### REQUIREMENTS
Copy the records below from the line with "Where can the small" to the line with "pixel 203 139", including both of those lines, without changing a character.

### EXERCISE DATA
────────────────

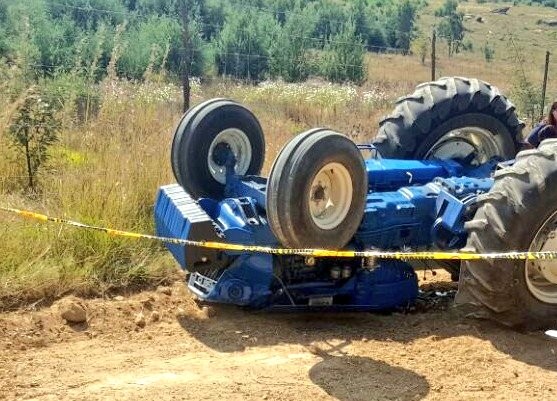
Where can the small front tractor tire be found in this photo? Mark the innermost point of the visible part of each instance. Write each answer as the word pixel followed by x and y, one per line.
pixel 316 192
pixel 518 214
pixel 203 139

────────────────

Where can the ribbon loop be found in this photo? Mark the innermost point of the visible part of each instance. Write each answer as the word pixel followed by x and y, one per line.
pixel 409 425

────────────────

### OUTPUT FOR THIS EXERCISE
Where can the small front tractor tire be found in this photo? Mark the innermost point of the visible part of each instance. Write each answer as the word pixel followed by x and y, one per line.
pixel 316 192
pixel 518 214
pixel 203 139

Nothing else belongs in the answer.